→ **STATED EXERCISE**
Output the lines of the entries below, without any changes, from the line with "obj=grey shirt sleeve" up to and including the line with "[562,0,626,37]".
── RECORDS FOR THIS TASK ──
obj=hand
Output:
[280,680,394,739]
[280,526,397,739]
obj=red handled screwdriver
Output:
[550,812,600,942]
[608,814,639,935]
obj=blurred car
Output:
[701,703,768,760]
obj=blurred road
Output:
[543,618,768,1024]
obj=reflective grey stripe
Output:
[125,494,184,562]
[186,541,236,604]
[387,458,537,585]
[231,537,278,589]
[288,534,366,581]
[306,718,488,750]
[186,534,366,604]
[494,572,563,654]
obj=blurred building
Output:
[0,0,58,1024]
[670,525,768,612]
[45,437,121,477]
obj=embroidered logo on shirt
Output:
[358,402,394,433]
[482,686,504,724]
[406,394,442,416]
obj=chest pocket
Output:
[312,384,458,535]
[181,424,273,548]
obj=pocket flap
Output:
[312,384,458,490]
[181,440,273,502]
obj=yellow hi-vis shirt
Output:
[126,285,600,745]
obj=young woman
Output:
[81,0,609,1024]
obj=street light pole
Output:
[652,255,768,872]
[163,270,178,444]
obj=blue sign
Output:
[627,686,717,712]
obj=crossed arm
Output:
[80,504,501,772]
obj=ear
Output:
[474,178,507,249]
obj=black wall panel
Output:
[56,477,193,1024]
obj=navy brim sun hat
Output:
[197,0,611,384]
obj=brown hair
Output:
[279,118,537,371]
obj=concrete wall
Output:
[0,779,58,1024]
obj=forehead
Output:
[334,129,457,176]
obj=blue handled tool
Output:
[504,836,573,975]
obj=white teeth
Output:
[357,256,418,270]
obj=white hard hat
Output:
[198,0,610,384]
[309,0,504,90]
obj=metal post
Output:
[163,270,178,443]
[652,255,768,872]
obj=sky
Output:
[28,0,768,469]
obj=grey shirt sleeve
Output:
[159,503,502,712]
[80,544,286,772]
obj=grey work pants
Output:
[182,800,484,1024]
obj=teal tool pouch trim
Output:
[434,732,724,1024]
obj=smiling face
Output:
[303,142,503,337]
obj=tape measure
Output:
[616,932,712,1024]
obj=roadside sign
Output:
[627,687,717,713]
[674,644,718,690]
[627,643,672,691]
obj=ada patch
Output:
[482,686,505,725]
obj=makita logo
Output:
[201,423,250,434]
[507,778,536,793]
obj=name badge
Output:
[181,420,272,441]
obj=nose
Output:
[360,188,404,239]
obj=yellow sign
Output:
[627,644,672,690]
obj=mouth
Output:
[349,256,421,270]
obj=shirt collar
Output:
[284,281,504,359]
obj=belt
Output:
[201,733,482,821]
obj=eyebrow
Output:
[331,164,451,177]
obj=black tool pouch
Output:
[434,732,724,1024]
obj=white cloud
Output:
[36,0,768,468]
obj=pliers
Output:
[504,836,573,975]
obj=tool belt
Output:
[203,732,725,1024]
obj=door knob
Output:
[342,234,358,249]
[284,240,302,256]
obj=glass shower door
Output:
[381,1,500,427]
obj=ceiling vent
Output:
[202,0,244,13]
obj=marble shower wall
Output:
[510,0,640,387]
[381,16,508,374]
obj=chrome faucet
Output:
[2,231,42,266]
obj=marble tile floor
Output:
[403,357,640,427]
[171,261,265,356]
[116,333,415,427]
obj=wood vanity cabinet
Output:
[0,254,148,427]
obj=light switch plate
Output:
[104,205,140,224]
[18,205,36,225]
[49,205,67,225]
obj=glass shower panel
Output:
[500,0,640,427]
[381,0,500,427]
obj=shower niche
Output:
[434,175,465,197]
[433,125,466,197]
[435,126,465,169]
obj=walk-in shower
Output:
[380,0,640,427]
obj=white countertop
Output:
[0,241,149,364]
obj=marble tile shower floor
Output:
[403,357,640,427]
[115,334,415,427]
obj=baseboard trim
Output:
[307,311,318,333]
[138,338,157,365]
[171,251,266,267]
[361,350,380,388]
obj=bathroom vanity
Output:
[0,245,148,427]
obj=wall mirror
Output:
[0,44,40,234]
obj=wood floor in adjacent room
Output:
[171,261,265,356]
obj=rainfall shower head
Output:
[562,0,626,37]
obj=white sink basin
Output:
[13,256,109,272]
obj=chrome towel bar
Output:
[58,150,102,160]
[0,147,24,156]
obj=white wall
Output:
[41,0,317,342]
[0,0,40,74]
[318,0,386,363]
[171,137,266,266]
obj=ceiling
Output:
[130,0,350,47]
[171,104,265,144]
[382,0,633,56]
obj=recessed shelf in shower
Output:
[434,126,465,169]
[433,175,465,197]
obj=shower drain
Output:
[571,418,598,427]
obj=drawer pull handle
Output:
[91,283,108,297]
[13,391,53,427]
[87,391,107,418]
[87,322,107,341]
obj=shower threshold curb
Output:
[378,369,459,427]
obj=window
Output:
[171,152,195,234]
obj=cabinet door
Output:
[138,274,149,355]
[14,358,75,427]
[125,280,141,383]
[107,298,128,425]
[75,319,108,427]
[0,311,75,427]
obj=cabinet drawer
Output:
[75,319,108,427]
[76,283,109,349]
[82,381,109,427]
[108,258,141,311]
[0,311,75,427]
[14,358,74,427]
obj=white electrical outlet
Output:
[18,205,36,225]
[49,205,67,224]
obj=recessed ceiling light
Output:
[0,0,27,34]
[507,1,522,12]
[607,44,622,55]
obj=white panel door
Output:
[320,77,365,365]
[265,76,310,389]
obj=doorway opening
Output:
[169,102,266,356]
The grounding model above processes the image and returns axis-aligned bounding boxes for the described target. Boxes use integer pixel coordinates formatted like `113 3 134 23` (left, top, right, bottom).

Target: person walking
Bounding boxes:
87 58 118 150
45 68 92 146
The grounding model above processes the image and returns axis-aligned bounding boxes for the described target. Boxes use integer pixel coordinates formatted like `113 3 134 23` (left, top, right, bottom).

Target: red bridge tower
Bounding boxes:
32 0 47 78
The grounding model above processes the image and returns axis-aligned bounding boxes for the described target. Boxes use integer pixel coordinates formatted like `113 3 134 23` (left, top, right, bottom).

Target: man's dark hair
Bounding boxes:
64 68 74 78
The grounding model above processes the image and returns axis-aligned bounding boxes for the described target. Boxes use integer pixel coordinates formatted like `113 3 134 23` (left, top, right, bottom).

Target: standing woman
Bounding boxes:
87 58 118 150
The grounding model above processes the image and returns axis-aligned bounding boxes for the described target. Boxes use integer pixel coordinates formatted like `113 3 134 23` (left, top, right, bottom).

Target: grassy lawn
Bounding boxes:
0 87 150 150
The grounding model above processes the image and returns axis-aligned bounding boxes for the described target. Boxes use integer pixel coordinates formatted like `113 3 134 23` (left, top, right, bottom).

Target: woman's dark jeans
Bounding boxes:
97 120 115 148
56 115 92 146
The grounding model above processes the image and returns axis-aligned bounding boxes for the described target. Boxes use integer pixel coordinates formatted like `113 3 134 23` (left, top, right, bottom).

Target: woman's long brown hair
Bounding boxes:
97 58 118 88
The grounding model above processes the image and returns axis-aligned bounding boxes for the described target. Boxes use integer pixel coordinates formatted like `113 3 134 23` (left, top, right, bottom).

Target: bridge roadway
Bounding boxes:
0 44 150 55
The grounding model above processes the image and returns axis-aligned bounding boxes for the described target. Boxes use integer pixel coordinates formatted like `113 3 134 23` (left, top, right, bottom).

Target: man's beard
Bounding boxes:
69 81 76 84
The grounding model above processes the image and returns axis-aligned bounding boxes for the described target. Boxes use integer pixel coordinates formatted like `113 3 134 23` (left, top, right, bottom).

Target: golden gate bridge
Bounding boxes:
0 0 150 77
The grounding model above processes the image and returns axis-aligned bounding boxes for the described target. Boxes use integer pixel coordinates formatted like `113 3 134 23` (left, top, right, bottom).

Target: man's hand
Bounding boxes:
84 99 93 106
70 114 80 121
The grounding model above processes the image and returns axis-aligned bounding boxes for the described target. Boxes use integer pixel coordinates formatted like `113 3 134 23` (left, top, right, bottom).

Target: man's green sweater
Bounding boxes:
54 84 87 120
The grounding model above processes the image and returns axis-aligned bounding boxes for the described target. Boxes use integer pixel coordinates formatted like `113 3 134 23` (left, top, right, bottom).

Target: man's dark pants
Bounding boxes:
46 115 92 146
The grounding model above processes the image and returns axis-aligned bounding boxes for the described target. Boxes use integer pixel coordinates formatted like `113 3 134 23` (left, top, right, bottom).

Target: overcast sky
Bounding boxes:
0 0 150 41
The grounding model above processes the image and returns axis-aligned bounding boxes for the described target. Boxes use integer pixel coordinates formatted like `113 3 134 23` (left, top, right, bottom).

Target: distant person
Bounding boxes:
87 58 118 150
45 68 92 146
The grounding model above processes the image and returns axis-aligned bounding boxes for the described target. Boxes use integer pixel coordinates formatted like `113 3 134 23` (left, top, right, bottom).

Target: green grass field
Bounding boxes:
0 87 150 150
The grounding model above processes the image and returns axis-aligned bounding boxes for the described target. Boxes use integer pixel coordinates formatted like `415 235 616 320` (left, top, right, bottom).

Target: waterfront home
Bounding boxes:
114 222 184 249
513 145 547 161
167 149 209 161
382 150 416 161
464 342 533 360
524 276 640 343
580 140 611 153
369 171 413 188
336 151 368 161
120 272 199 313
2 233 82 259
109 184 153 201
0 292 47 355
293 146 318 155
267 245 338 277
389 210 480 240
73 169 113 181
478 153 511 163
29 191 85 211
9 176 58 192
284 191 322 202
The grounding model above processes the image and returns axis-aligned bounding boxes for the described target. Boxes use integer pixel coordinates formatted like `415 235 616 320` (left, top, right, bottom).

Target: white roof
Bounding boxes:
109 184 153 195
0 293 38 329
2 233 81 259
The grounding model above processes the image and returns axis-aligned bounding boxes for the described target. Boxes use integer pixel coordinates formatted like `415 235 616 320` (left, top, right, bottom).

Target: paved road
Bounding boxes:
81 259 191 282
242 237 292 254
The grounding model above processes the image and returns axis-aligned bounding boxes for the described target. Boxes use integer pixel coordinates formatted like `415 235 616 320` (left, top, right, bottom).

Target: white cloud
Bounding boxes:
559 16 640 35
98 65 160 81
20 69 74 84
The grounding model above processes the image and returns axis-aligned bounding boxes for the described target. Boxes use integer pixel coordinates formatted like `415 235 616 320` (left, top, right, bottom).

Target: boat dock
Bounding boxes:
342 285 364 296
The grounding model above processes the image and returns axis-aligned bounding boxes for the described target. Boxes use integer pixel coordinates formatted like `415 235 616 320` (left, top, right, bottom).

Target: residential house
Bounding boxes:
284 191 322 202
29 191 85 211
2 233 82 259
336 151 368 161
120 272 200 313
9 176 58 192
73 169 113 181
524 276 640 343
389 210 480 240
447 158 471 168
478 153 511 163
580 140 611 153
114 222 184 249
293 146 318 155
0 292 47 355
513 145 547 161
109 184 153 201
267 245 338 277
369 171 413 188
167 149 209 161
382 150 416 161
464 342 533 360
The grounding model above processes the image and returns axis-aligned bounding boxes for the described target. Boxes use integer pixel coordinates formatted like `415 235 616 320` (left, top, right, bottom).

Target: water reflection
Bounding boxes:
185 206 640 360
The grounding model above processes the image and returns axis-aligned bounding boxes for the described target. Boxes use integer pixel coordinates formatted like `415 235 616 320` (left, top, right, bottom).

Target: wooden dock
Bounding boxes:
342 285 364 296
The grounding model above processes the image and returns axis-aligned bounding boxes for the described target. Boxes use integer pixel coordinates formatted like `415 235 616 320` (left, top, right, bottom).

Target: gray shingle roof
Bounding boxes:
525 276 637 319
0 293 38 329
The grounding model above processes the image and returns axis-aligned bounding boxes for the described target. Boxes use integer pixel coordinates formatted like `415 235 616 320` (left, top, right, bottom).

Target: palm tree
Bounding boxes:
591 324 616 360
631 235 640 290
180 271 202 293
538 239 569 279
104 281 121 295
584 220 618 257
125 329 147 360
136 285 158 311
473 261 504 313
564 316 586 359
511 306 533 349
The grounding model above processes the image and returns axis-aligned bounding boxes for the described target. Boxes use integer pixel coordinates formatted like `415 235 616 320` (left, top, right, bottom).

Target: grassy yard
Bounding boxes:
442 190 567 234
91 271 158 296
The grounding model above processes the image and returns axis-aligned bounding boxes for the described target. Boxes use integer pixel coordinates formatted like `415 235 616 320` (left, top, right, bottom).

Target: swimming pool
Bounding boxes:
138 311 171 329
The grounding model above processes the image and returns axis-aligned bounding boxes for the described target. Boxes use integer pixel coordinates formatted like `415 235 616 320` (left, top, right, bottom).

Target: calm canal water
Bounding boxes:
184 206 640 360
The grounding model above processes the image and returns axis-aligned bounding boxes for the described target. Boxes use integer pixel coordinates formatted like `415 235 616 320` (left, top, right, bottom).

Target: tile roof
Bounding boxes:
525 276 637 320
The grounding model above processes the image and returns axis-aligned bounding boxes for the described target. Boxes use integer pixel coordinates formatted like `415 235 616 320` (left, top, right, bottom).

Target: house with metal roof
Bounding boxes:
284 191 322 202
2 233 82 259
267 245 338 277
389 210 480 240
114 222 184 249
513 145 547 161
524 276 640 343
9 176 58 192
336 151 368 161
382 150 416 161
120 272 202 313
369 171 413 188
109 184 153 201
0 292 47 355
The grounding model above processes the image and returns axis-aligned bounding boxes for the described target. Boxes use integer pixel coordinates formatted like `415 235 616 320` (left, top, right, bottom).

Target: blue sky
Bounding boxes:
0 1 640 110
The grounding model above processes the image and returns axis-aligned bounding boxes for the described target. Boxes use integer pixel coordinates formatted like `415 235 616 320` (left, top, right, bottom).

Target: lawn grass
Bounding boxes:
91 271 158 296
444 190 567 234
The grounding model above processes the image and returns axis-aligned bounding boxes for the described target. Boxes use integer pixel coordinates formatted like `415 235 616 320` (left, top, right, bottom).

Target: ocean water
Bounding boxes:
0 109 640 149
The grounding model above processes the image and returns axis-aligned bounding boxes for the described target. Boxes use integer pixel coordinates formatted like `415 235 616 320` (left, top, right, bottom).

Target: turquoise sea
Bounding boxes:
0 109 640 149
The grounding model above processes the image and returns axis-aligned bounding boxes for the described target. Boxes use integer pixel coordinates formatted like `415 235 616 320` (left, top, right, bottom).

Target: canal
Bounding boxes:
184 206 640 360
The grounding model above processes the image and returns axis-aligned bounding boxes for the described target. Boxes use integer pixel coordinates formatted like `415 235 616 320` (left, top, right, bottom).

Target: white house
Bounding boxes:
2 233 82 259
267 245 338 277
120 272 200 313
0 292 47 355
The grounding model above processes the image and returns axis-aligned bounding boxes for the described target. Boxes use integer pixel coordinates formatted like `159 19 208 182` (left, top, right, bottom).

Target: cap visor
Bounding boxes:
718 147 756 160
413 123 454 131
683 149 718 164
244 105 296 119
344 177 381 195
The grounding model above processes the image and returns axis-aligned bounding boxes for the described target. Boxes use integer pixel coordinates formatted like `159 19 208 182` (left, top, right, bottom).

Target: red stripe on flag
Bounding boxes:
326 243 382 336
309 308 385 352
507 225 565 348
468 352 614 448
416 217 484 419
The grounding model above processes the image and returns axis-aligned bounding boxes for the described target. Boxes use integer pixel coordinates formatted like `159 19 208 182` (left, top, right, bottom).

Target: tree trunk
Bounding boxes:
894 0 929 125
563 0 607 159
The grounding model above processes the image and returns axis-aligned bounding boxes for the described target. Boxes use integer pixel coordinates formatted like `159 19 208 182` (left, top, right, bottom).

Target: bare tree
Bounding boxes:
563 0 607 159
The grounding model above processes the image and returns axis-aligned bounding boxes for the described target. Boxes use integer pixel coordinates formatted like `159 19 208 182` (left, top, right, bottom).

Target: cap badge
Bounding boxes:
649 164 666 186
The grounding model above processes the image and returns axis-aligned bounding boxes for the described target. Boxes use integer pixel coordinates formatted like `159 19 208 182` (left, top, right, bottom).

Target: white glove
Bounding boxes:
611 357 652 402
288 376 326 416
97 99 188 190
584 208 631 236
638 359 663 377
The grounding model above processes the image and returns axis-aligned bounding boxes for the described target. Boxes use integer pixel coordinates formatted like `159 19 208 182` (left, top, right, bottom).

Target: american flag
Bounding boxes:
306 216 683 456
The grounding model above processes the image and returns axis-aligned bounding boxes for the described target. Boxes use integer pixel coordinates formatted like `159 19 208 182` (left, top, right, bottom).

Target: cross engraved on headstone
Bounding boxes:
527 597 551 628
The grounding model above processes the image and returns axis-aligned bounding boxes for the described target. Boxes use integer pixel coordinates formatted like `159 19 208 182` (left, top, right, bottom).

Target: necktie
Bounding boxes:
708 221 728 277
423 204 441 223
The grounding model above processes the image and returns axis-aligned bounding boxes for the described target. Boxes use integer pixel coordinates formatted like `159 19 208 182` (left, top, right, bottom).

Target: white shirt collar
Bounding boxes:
───
→ **RESULT BELOW**
obj=grey shirt sleeve
Output:
[159,503,502,712]
[80,544,286,772]
obj=grey work pants
Output:
[182,800,484,1024]
obj=teal tool pouch trim
Output:
[434,732,724,1024]
obj=smiling face
Output:
[303,142,503,337]
obj=tape measure
Output:
[616,932,712,1024]
obj=roadside sign
Output:
[627,687,717,713]
[674,644,718,690]
[627,643,672,691]
obj=ada patch
Output:
[482,686,505,725]
obj=makita logo
Output:
[201,423,250,434]
[507,778,536,793]
obj=name badge
Output:
[181,420,272,441]
obj=nose
Output:
[360,188,404,239]
obj=yellow sign
Output:
[627,644,672,690]
obj=mouth
Output:
[349,256,421,270]
obj=shirt collar
Output:
[284,281,504,359]
obj=belt
Output:
[201,733,482,821]
obj=eyebrow
Output:
[331,164,451,177]
obj=black tool pouch
Output:
[434,732,724,1024]
obj=white cloud
Output:
[36,0,768,468]
obj=pliers
Output:
[504,836,573,975]
obj=tool belt
Output:
[203,732,725,1024]
obj=door knob
Output:
[342,234,358,249]
[284,240,302,256]
obj=glass shower door
Output:
[381,1,500,427]
obj=ceiling vent
Output:
[202,0,244,13]
obj=marble shower wall
Output:
[510,0,640,387]
[381,16,508,374]
obj=chrome faucet
Output:
[2,231,42,266]
obj=marble tile floor
Output:
[403,357,640,427]
[171,261,265,356]
[116,333,415,427]
obj=wood vanity cabinet
Output:
[0,254,148,427]
obj=light switch plate
Output:
[104,205,140,224]
[18,205,36,225]
[49,205,67,225]
obj=glass shower panel
Output:
[500,0,640,427]
[381,0,500,427]
obj=shower niche
Output:
[434,175,465,197]
[433,125,466,197]
[435,126,465,169]
obj=walk-in shower
Output:
[380,0,640,427]
obj=white countertop
Output:
[0,241,149,364]
obj=marble tile shower floor
Output:
[403,357,640,427]
[115,334,415,427]
obj=baseboard trim
Output:
[307,311,318,333]
[138,338,157,365]
[171,251,266,267]
[361,350,380,388]
obj=bathroom vanity
Output:
[0,245,148,427]
obj=wall mirror
Output:
[0,44,40,234]
obj=wood floor in adjacent room
Output:
[171,261,265,356]
obj=rainfall shower head
Output:
[562,0,626,37]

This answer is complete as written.